▶ [What the task requires]
Can you render the listing below as a numbered list, skipping blank lines and leaving out the pictures?

▶ [Data provided]
++++++++++

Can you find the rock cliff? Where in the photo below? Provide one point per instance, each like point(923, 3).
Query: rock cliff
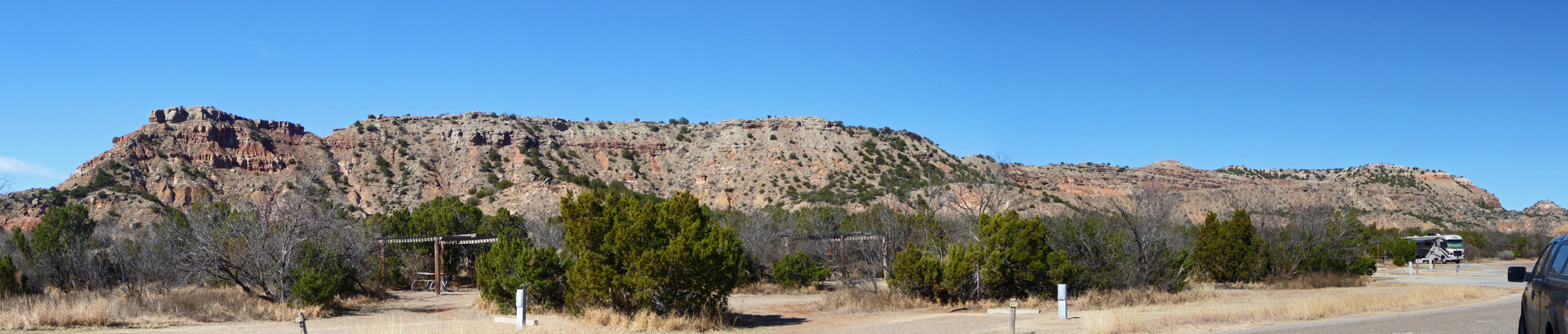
point(380, 164)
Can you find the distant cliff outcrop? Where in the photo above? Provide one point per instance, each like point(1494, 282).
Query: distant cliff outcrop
point(196, 154)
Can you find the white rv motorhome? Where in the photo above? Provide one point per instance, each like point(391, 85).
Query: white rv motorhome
point(1439, 248)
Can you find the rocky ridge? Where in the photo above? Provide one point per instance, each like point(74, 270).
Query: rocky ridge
point(380, 164)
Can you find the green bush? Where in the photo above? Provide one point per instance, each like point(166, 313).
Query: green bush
point(60, 230)
point(1363, 266)
point(667, 257)
point(513, 264)
point(321, 276)
point(1228, 250)
point(10, 284)
point(962, 271)
point(1400, 251)
point(1015, 256)
point(797, 270)
point(918, 273)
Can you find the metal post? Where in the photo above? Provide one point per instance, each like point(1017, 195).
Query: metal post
point(438, 267)
point(523, 306)
point(1062, 301)
point(383, 276)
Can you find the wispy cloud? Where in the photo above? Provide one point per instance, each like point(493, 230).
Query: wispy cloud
point(18, 167)
point(262, 49)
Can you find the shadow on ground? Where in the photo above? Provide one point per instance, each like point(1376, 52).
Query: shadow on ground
point(753, 321)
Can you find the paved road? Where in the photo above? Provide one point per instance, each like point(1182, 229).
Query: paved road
point(1498, 316)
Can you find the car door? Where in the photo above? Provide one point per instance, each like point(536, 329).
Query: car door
point(1535, 291)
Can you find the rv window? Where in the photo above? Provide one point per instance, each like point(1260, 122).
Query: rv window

++++++++++

▶ [Completed exercise]
1. Can you find the rock cliff? Where in the photo below? Provide one point per instance, each like point(923, 3).
2. Query: rock cliff
3. point(380, 164)
4. Can you find the distant cliff outcrop? Where in the photo above? Provide one point per instance, each like point(1494, 282).
5. Query: distant cliff outcrop
6. point(196, 154)
7. Can you find the white rv motorhome? Where in the photo above? Provide one point per instance, each like point(391, 85).
8. Query: white rv motorhome
9. point(1439, 248)
10. Can you find the rocky ridge? Where in the photo above? Provide one point per instance, each like point(74, 270).
11. Query: rocky ridge
12. point(380, 164)
13. Can you find the green bush? Where in the photo above? Provide one point per instance, each like point(166, 313).
14. Query: green bush
15. point(60, 230)
16. point(1363, 266)
17. point(667, 257)
18. point(513, 264)
19. point(321, 276)
20. point(1228, 250)
21. point(10, 284)
22. point(962, 271)
23. point(1400, 251)
24. point(1015, 256)
25. point(797, 270)
26. point(918, 273)
27. Can you find the metal post? Where in the photo above? Provide one point per instance, each like point(1017, 195).
28. Query: metal post
29. point(438, 267)
30. point(523, 306)
31. point(1062, 301)
32. point(383, 276)
33. Can you find the wispy cloud? Where in the photo above? Provide one point per instance, each like point(493, 230).
34. Query: wispy cloud
35. point(18, 167)
36. point(262, 49)
37. Can you find the shadow on ground? Where in the photo above? Provide one point per instance, each like point(1376, 52).
38. Query: shadow on ground
39. point(753, 321)
40. Can you find the paved road? Where in the photo above? Provide one point per instance, each like point(1182, 229).
41. Query: paved road
42. point(1498, 316)
43. Can you find the car door? Where in the photo above? Provide one point per instance, each like point(536, 329).
44. Query: car door
45. point(1535, 291)
46. Can you find the rv window? Where in the photo above? Provide one point per instance, each like point(1260, 122).
47. Query: rv window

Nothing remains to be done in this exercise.